### Data items
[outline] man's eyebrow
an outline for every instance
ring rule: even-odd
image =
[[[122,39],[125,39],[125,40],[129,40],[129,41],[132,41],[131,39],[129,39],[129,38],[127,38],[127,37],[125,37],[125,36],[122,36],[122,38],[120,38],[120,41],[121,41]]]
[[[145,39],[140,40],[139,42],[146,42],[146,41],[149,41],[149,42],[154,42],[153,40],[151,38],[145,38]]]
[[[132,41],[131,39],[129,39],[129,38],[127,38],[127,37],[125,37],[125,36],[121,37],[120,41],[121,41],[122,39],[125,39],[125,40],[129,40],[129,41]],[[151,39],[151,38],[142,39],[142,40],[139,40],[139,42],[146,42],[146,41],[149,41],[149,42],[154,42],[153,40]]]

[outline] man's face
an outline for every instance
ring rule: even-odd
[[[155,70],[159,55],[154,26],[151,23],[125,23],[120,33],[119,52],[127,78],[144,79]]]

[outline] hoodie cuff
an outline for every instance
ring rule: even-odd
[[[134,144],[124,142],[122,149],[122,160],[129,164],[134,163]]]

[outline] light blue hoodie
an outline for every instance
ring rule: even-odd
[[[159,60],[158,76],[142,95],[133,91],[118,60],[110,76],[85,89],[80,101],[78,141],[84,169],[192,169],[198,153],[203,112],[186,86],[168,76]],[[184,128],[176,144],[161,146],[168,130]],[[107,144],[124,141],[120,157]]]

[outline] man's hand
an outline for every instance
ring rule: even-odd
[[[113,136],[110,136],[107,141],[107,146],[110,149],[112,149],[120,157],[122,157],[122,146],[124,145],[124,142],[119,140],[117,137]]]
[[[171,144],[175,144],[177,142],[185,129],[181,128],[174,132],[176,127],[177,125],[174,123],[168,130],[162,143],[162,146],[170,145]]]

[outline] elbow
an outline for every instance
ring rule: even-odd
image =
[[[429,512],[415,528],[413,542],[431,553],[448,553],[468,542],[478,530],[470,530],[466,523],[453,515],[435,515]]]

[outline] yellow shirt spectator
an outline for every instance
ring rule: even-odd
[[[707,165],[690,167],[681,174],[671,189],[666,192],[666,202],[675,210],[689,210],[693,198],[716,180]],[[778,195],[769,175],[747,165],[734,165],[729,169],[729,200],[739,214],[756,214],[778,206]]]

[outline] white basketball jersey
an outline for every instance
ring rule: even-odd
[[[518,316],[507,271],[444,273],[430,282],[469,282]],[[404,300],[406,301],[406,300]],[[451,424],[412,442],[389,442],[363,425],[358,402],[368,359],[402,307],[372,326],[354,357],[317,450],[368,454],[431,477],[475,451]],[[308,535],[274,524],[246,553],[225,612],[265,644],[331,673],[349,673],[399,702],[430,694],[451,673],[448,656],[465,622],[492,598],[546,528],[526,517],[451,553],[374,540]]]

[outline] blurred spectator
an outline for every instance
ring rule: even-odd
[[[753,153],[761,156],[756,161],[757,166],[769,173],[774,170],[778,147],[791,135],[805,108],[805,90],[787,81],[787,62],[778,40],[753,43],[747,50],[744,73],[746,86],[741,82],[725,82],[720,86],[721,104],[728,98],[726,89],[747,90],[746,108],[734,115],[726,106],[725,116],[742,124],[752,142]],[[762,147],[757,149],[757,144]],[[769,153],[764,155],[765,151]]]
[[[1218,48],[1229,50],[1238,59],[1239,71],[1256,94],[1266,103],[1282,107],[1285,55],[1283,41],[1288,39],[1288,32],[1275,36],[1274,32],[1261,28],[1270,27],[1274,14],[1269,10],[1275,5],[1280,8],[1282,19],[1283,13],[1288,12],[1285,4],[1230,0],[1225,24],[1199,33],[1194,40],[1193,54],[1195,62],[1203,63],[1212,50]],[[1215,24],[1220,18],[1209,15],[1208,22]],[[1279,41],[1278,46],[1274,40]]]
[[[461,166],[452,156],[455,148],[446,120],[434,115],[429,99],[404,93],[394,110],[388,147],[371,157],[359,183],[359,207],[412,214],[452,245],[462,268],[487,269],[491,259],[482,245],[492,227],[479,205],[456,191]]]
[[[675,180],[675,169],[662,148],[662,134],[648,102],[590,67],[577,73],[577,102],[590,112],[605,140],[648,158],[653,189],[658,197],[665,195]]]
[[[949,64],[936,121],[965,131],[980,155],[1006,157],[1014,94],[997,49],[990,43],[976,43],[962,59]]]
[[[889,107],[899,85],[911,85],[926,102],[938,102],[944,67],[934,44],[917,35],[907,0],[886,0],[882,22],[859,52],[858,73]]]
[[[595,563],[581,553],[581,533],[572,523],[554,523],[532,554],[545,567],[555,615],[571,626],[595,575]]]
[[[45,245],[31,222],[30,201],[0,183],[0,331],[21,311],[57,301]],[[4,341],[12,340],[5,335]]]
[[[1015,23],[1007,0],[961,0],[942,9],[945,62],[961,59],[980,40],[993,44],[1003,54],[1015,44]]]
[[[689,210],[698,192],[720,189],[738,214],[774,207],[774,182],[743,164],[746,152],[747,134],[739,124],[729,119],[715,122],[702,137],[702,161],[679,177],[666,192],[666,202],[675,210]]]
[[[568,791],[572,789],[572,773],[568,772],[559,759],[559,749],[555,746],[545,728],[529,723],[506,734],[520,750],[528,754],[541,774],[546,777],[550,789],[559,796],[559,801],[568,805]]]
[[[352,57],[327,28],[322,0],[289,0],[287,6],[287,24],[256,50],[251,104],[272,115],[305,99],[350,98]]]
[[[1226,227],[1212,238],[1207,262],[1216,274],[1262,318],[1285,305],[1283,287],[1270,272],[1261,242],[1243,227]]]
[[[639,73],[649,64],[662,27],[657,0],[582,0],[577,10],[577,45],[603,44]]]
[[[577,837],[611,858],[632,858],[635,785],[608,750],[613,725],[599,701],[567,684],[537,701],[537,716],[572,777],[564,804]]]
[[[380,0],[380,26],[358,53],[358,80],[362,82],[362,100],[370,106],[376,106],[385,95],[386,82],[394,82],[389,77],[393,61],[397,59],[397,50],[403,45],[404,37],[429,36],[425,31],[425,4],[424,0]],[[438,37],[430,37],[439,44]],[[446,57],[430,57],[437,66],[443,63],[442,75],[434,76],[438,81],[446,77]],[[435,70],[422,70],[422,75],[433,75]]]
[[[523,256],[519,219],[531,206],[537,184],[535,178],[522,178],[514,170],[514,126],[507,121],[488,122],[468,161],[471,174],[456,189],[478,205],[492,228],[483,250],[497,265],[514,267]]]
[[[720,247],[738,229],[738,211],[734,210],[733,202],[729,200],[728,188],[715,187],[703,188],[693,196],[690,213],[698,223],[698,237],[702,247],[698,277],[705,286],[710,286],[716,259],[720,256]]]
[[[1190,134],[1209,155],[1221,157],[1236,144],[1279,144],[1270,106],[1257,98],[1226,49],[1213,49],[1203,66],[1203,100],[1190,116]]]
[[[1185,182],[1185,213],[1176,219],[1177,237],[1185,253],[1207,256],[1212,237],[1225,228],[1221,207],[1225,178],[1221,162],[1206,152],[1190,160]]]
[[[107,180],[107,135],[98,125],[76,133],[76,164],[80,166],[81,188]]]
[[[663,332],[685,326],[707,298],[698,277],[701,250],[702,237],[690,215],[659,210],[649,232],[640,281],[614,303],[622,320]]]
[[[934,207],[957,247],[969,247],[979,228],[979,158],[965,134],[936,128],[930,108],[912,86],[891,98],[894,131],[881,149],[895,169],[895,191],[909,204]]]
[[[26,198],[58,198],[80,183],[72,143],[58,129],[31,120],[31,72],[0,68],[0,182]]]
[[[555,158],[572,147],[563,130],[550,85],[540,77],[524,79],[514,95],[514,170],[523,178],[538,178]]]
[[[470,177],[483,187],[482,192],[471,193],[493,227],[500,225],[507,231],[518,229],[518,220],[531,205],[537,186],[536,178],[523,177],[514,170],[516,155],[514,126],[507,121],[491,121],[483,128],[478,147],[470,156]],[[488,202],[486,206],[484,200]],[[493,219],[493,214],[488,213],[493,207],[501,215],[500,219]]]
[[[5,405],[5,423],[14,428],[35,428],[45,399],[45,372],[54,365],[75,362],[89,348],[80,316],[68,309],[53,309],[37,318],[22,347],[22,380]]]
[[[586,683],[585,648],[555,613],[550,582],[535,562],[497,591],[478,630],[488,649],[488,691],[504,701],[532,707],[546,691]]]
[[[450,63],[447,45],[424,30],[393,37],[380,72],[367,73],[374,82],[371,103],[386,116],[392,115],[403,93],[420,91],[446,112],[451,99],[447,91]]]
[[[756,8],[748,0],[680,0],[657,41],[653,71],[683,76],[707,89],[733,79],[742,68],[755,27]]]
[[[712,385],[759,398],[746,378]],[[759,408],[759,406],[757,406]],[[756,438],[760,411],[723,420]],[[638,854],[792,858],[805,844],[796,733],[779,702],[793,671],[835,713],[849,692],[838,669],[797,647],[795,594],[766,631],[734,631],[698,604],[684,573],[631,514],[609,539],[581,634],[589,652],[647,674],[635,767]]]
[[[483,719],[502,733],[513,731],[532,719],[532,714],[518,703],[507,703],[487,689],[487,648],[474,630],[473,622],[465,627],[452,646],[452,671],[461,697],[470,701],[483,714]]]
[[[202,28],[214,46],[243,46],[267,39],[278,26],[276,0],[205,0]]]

### EXERCISE DESCRIPTION
Can you copy, character for character, the lines of the data that start with the line containing "[outline] hoodie cuff" and run through the line containing "[[[134,144],[124,142],[122,149],[122,160],[129,164],[134,163]]]", both included?

### EXPECTED OUTPUT
[outline] hoodie cuff
an outline for every instance
ring rule: even-odd
[[[134,144],[124,142],[122,149],[122,160],[129,164],[134,163]]]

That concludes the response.